** START Provided data **
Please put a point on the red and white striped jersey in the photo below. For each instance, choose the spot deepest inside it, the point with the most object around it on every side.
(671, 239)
** END Provided data **
** START Provided data **
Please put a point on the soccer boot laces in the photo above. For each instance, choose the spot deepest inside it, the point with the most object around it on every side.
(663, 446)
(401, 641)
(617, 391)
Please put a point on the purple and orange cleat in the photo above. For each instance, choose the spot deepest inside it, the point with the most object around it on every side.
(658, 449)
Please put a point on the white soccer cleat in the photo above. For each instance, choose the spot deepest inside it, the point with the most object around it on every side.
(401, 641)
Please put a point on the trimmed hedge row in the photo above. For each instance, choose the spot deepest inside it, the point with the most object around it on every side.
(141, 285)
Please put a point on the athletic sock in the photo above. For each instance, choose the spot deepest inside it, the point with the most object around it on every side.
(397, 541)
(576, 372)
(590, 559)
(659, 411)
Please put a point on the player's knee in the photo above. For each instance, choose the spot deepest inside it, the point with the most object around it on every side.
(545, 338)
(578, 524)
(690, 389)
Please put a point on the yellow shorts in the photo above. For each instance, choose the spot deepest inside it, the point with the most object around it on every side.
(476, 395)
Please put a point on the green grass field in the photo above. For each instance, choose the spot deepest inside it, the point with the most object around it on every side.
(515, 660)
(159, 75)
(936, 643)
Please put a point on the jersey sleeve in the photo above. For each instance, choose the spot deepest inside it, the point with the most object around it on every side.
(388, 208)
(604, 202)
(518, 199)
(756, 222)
** END Provided data **
** START Provided data **
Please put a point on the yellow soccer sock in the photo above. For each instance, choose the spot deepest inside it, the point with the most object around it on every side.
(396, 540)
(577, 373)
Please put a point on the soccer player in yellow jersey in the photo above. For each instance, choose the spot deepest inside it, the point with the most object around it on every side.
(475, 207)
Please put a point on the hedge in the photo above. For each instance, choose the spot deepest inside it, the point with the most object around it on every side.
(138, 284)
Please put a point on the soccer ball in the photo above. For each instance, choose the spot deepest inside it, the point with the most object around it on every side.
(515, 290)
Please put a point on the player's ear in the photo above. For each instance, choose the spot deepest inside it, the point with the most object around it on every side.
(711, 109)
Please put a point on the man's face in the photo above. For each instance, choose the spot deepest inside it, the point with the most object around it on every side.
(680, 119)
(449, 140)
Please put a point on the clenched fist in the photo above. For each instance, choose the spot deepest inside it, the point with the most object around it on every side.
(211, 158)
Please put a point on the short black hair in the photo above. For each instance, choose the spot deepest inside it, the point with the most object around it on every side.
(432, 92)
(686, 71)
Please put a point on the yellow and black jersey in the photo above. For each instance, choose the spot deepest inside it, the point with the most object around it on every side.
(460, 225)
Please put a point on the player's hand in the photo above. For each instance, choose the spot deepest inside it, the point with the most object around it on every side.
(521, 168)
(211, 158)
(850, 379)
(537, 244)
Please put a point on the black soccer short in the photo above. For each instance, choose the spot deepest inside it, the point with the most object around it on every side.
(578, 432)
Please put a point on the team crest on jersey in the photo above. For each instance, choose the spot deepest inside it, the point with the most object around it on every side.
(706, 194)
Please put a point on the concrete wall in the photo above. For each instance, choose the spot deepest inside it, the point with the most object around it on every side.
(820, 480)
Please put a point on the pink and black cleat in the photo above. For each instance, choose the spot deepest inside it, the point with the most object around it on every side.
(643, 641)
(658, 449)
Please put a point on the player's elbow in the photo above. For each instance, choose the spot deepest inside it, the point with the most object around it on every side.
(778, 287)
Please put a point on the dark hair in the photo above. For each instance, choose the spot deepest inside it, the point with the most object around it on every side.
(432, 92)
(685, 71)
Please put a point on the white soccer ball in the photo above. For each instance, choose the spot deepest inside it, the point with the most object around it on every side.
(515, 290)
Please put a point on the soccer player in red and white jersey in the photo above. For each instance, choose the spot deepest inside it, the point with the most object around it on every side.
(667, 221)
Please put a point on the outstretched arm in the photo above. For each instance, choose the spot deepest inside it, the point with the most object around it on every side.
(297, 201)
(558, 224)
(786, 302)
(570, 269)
** END Provided data **
Count the lines in the records that contain the string "sock", treating uppercase and lowercase as different. Reply with the number alone.

- _Task response_: 2